EXERCISE TASK 1: According to the excerpt on America's decline, which empire is the one exception that had a relatively benign replacement lined up when it ran out of steam?

PAGE TEXT:
* * * * *

The myth of America’s decline
This is an excerpt from “The Reckoning: Debt, Democracy and the Future of American Power,” published this week by Palgrave Macmillan.
For all the doom and gloom about “American decline,” the United States looks nothing like the twilight empires to which it’s often compared. For one thing, in this age of globalization, a far greater swath of the planet – including some surprising nations like China and Saudi Arabia – wish America well, albeit for their own, selfish reasons. Why would either country, in spite of what it may think of American culture or foreign policy, want to upset a status quo upheld, at great expense, by American power that enriches them more each and every year? From the US perspective, this should be an advantage. It creates stakeholders all over the planet that genuinely hope Washington can solve its current fiscal problems. With the exception of the British Empire, which had a relatively benign replacement lined up when it ran out of steam, history offers no other example of a waning empire whose most obvious potential rivals – China, India, the EU, to name but a few – all have good reasons to want to help arrange a long, slow approach to a soft landing.
“I have no objection to the principle of an American Empire,” writes Niall Ferguson, the Oxford historian. “Indeed, a part of my argument is that many parts of the world would benefit from a period of American rule.” Ferguson and others like him recognize the importance of the role the United States has played, a role that “not only underwrites the free exchange of commodities, labor and capital but also creates and upholds the conditions without which markets cannot function – peace and order, the rule of law, non-corrupt administration, stable fiscal and monetary policies – as well as public goods.” Ironically, many would-be topplers of American hegemony no doubt feel the same way.

* * * * *

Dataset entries

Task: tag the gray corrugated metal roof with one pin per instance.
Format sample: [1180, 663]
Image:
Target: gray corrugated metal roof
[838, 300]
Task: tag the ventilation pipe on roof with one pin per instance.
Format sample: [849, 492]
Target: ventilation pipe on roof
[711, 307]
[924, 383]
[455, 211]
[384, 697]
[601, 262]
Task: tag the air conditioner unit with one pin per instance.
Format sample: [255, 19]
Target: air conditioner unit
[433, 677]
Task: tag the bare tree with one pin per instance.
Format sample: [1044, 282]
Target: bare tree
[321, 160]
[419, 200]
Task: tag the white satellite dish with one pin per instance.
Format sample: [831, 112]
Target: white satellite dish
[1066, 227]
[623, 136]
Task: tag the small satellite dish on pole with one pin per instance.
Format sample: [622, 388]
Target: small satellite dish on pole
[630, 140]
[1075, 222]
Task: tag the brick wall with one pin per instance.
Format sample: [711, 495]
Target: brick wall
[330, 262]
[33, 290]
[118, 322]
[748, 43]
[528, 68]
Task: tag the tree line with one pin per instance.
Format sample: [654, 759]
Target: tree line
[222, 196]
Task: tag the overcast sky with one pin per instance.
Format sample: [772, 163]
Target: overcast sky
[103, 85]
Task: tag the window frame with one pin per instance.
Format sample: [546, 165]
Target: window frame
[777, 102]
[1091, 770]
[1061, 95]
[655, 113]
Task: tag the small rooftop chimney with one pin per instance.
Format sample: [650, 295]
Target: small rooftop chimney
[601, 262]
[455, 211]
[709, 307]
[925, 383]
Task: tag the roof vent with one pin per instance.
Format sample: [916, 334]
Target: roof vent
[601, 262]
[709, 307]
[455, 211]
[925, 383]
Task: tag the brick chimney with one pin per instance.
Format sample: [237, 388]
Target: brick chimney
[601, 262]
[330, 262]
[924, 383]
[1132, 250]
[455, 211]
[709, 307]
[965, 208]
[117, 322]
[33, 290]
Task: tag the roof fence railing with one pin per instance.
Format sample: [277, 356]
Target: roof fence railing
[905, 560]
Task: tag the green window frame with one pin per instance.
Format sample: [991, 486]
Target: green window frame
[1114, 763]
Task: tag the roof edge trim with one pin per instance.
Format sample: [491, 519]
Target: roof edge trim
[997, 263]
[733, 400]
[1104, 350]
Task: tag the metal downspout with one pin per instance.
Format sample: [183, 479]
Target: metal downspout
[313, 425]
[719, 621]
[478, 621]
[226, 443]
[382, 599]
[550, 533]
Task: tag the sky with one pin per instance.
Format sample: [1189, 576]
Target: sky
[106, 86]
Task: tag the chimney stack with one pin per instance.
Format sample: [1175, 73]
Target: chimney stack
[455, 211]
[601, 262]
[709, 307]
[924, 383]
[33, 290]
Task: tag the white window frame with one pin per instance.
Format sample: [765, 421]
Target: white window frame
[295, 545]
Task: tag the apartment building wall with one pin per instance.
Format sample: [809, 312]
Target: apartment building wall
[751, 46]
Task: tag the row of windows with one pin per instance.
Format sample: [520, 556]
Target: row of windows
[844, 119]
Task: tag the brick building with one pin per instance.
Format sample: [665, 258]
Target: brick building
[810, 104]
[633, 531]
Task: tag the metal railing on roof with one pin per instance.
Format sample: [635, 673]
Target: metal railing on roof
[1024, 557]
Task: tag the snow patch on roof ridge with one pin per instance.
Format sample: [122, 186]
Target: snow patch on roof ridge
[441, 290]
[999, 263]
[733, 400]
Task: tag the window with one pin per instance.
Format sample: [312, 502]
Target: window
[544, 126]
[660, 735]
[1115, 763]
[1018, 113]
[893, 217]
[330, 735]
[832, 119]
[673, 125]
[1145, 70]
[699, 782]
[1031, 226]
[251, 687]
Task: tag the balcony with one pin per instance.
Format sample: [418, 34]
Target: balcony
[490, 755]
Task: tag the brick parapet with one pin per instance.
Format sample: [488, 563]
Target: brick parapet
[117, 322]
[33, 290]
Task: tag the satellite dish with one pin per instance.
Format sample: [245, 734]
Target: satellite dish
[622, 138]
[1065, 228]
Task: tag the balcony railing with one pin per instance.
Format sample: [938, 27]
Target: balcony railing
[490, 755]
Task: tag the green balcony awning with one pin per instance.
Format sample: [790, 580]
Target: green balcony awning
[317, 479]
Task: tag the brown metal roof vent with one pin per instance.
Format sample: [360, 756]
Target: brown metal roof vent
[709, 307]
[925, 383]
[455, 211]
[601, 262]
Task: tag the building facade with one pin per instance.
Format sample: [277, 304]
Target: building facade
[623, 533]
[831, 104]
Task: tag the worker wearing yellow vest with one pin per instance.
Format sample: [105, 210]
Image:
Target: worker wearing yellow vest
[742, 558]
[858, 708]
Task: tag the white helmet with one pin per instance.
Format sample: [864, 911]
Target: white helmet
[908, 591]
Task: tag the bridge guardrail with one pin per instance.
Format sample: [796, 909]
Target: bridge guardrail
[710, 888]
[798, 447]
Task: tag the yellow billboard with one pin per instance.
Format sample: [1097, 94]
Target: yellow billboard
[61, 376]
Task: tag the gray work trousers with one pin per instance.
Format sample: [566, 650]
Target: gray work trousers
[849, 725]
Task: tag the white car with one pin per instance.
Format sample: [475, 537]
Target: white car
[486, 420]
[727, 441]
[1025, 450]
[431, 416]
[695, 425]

* * * * *

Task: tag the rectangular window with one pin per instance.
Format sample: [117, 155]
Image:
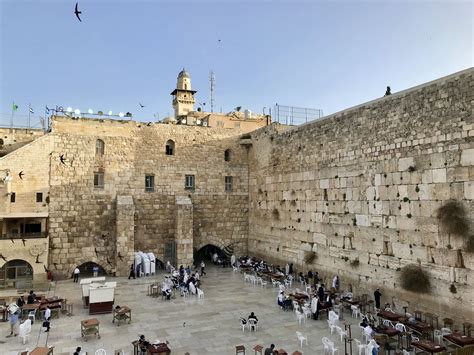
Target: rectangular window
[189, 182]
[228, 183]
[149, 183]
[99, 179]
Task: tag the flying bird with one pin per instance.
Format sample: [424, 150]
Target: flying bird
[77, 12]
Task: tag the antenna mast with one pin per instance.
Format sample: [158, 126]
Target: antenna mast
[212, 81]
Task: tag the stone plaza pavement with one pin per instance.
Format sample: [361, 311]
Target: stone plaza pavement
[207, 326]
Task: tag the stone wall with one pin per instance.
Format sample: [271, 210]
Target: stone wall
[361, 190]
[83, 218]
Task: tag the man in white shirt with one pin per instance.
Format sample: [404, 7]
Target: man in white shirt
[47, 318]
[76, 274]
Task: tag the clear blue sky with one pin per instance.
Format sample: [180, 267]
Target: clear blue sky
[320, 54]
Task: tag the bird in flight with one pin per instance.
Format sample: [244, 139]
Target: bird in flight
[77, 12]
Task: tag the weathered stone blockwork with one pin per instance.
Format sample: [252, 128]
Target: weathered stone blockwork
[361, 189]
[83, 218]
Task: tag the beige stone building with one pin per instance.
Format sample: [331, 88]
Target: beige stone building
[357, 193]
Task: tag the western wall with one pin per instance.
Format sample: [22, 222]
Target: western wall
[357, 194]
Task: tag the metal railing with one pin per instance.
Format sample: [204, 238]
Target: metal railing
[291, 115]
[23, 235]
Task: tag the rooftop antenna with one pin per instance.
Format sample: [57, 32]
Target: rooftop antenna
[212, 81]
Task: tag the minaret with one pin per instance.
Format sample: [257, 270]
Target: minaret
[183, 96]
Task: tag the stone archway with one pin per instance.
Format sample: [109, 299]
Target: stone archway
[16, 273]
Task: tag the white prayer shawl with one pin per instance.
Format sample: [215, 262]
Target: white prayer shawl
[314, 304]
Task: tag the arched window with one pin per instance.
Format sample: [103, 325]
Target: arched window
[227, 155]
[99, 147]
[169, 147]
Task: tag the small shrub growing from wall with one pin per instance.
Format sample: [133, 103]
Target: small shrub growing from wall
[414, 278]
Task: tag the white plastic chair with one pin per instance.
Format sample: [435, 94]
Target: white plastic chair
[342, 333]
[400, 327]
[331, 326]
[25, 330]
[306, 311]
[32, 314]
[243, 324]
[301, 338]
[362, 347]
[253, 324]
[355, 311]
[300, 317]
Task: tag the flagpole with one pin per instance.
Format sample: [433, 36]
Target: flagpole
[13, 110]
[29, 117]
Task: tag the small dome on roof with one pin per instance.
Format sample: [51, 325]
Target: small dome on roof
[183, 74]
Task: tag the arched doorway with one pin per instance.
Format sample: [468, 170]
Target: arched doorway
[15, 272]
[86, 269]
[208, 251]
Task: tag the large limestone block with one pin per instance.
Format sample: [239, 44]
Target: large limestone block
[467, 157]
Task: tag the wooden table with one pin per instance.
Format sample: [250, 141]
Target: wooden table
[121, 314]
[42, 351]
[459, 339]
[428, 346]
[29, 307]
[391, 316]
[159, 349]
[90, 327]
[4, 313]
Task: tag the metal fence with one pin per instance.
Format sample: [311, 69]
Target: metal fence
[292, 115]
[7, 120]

* * * * *

EXERCISE TASK 2: Filter the records above down to every line containing the word "chimney", and copy those lines.

TASK RESULT 1: The British Empire.

TASK RESULT 2:
Task: tag the small rooftop chimney with one pin per instance.
Target: small rooftop chimney
Task: tag the brick chimney with one pin per instance.
Target: brick chimney
Task: tag the chimney stack with one pin per instance.
Target: chimney stack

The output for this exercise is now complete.